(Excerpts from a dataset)
===============
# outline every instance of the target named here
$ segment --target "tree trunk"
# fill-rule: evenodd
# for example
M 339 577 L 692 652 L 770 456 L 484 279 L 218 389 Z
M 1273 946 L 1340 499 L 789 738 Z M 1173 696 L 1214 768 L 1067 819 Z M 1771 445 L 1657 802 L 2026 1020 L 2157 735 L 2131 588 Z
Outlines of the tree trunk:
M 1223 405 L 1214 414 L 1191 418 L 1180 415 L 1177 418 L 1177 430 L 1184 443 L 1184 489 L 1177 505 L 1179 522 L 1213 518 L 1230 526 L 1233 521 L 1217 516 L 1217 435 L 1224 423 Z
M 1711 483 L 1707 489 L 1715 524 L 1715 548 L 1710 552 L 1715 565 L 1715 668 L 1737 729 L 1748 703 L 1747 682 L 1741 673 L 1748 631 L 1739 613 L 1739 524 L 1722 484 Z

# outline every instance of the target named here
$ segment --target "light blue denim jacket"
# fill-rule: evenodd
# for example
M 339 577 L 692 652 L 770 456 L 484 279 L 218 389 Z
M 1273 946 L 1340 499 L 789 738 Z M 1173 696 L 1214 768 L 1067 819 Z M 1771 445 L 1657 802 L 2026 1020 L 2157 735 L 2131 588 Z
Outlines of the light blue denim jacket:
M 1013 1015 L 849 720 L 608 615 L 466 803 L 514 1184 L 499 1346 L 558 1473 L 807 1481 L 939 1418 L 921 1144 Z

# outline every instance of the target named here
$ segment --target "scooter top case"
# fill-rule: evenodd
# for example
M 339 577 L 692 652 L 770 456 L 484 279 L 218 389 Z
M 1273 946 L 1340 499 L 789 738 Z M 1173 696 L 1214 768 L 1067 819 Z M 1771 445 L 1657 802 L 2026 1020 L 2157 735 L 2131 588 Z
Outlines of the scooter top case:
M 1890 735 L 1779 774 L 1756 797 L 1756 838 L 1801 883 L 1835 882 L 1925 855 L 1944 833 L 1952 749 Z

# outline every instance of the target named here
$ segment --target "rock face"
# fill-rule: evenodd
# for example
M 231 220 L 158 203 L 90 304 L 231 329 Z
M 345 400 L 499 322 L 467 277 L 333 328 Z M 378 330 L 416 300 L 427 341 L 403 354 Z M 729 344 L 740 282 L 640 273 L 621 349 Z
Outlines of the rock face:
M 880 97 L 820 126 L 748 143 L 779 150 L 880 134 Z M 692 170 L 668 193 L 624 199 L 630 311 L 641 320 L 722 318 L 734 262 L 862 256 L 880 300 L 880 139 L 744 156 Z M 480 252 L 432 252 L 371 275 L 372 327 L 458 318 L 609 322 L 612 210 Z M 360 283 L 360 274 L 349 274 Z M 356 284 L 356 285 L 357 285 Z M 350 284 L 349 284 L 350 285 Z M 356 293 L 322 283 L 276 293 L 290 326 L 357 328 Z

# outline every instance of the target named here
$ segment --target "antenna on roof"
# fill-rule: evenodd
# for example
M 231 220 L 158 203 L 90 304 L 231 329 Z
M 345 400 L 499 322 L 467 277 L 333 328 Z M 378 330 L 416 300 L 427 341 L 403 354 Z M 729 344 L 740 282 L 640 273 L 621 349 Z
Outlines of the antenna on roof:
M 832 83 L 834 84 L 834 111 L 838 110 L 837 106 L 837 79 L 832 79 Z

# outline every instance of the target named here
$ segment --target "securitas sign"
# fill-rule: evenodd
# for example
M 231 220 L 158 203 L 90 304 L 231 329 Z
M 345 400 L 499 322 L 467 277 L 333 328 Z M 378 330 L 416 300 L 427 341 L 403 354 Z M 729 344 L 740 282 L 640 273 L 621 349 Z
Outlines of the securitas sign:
===============
→ **Description of the task**
Without changing a word, print all of the entries above.

→ **The completed task**
# outline every instance of the target named here
$ segment --target "tree trunk"
# fill-rule: evenodd
# for example
M 339 577 L 692 652 L 770 456 L 484 279 L 218 389 Z
M 1273 946 L 1340 499 L 789 738 Z M 1173 696 L 1214 768 L 1067 819 Z M 1771 445 L 1657 802 L 2026 1020 L 2157 735 L 2131 588 Z
Outlines of the tree trunk:
M 1223 405 L 1214 414 L 1191 418 L 1180 415 L 1177 418 L 1177 430 L 1184 443 L 1184 489 L 1177 505 L 1179 522 L 1213 518 L 1230 526 L 1233 521 L 1217 516 L 1217 435 L 1224 423 Z
M 1711 483 L 1707 489 L 1715 524 L 1715 548 L 1710 552 L 1715 565 L 1715 668 L 1737 729 L 1748 703 L 1747 682 L 1741 673 L 1748 631 L 1739 613 L 1739 524 L 1722 484 Z

# outline every instance of the target named here
$ segment --target "light blue denim jacket"
# fill-rule: evenodd
# for example
M 339 577 L 692 652 L 770 456 L 484 279 L 218 389 Z
M 1273 946 L 1340 499 L 789 738 Z M 1173 696 L 1214 768 L 1067 819 Z M 1771 445 L 1657 802 L 2026 1020 L 2157 735 L 2131 588 Z
Outlines of the light blue denim jacket:
M 1013 1015 L 849 720 L 608 615 L 466 803 L 514 1184 L 499 1346 L 558 1473 L 807 1481 L 939 1418 L 921 1144 Z

# outline every instance of the target named here
$ segment --target "scooter top case"
# fill-rule: evenodd
# for example
M 339 577 L 692 652 L 770 456 L 484 279 L 218 389 Z
M 1273 946 L 1340 499 L 789 738 Z M 1173 696 L 1214 768 L 1067 819 Z M 1771 445 L 1657 802 L 2026 1020 L 2157 735 L 2131 588 Z
Outlines of the scooter top case:
M 1890 735 L 1779 774 L 1756 797 L 1756 838 L 1801 883 L 1835 882 L 1925 855 L 1944 833 L 1952 749 Z

# outline every instance of the target named here
$ segment --target "rock face"
# fill-rule: evenodd
# for example
M 231 220 L 158 203 L 90 304 L 231 329 Z
M 345 400 L 499 322 L 467 277 L 333 328 Z M 378 330 L 416 300 L 427 341 L 403 354 Z M 729 344 L 740 282 L 640 273 L 621 349 Z
Outlines of the rock face:
M 880 97 L 820 126 L 748 143 L 779 150 L 880 134 Z M 692 170 L 668 193 L 624 199 L 630 311 L 641 320 L 722 318 L 734 262 L 862 256 L 880 300 L 880 139 L 744 156 Z M 480 252 L 432 252 L 371 275 L 372 327 L 458 318 L 609 322 L 612 210 Z M 360 283 L 360 274 L 349 274 Z M 356 284 L 356 285 L 357 285 Z M 350 284 L 349 284 L 350 285 Z M 356 293 L 322 283 L 276 293 L 290 326 L 357 328 Z

# outline every instance of the target named here
$ segment --target "antenna on roof"
# fill-rule: evenodd
# for example
M 231 220 L 158 203 L 90 304 L 231 329 Z
M 345 400 L 499 322 L 467 277 L 333 328 Z M 378 330 L 416 300 L 427 341 L 403 354 Z M 729 344 L 740 282 L 640 273 L 621 349 Z
Outlines of the antenna on roof:
M 832 83 L 834 84 L 834 111 L 838 110 L 837 106 L 837 79 L 832 79 Z

# outline every instance of the target named here
$ segment --target "securitas sign"
# fill-rule: evenodd
# for example
M 231 220 L 158 203 L 90 304 L 231 329 Z
M 345 400 L 499 322 L 467 277 L 333 328 Z M 378 330 L 416 300 L 427 341 L 403 354 Z M 729 344 L 740 282 L 640 273 L 621 349 Z
Outlines of the securitas sign:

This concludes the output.